Complete the following =>
A) In the notebook excerpt on evaluating a RAG pipeline, what are the two main steps of evaluation?
B) From the notebook excerpt on evaluating a RAG pipeline, quote the part that opens with the words containing "actual_output = response.generated" and closes with "print(test_case)".
C) Continue the notebook excerpt on evaluating a RAG pipeline from its last line.

Then, populate the collection with the text chunks we created and cleaned.

In [None]:
chunks_list = list()
for i, chunk in enumerate(chunked_text):
    data_properties = {
        "chapter_title": "What is Git",
        "chunk": chunk,
        "chunk_index": i
    }
    data_object = wvc.data.DataObject(properties=data_properties)
    chunks_list.append(data_object)
chunks.data.insert_many(chunks_list)

Finally, run a test query.

In [None]:
response = chunks.generate.fetch_objects(
    limit=1,
    grouped_task="What is git"
)
print(response.generated)

# 4. Evaluating the RAG


With the RAG collection pipeline ready, we can begin evaluating it. Evaluation consists of two main steps:

1. **Test Case Preparation:**  
   Prepare an input query along with the expected LLM response. Then, use the input to generate a response from your RAG pipeline, creating an `LLMTestCase` that contains:
   - `input`
   - `actual_output`
   - `expected_output`
   - `retrieval_context`

2. **Test Case Evaluation:**  
   Evaluate the test case using the selection of RAG metrics we previously defined.

### Test Case preparation

Let's begin by defining an `input` and preparing an `expected_output` for it.

In [37]:
input = "How does Git work, and why is it so fast?"
expected_output = "Git is a distributed version control system that manages project data by capturing snapshots of the entire filesystem with each commit. This snapshot-based approach, combined with the fact that nearly all operations are performed locally, enables Git to provide near-instantaneous responses even without a network connection."

Next, retrieve the `actual_output` and `retrieval_context` for this input by running a RAG query using the `chunks` collection we defined in the previous setion and create an `LLMTestCase` from it.

In [38]:
from deepeval.test_case import LLMTestCase

# Example usage
response = chunks.generate.fetch_objects(
    limit=1,
    grouped_task=f"Answer the following question using only the information contained in your chunks, in not more than 2 sentences: {input}"
)
actual_output = response.generated
retrieval_context = [o.properties['chunk'] for o in response.objects]

test_case = LLMTestCase(
    input=input,
    actual_output=actual_output,
    expected_output=expected_output,
    retrieval_context=retrieval_context
)

In [None]:
print(test_case)

Data section =>
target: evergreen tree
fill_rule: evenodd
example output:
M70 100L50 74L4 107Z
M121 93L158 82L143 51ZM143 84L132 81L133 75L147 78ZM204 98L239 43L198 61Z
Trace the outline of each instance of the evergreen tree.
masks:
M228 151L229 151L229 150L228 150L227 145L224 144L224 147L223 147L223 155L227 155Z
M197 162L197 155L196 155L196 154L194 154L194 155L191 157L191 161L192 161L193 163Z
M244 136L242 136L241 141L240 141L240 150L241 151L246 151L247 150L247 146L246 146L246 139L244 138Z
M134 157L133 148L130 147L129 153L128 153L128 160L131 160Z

Written responses =>
A) Test Case Preparation and Test Case Evaluation.

B)
actual_output = response.generated
retrieval_context = [o.properties['chunk'] for o in response.objects]

test_case = LLMTestCase(
    input=input,
    actual_output=actual_output,
    expected_output=expected_output,
    retrieval_context=retrieval_context
)

In [None]:
print(test_case)

C)
### Run Evaluations

To run evaluations, simply pass the test case and metrics into DeepEval's `evaluate` function.

In [None]:
from deepeval import evaluate

evaluate(
  [test_case],
  [answer_relevancy, faithfulness, contextual_precision, contextual_recall, contextual_relevancy]
)

# 6. Optimizing RAG

You may notice that the RAG model pipeline we created is performing well on some metrics while underperforming on others. This highlights the importance of iterating over different hyperparameters to determine which combinations yield the best scores across the board.

Even though we defined several hyperparameters—such as the embedding model and prompt template—let's iterate over **top-K (limit)** values to identify the best-performing top-K option across these metrics. This can be accomplished with a simple `for` loop in DeepEval.



In [None]:
# Example usage
for top_k in [1, 3, 5, 7]:
    response = chunks.generate.fetch_objects(
        limit=top_k,
        grouped_task=f"Answer the following question using only the information contained in your chunks, in not more than 2 sentences: {input}"
    )
    actual_output = response.generated
    retrieval_context = [o.properties['chunk'] for o in response.objects]

    test_case = LLMTestCase(
        input=input,
        actual_output=actual_output,
        expected_output=expected_output,
        retrieval_context=retrieval_context
    )

    evaluate([test_case], [contextual_precision, contextual_recall, contextual_relevancy])

To optimize all hyperparameters, iterate over each one along with the metrics to find the optimal combination for your specific use case!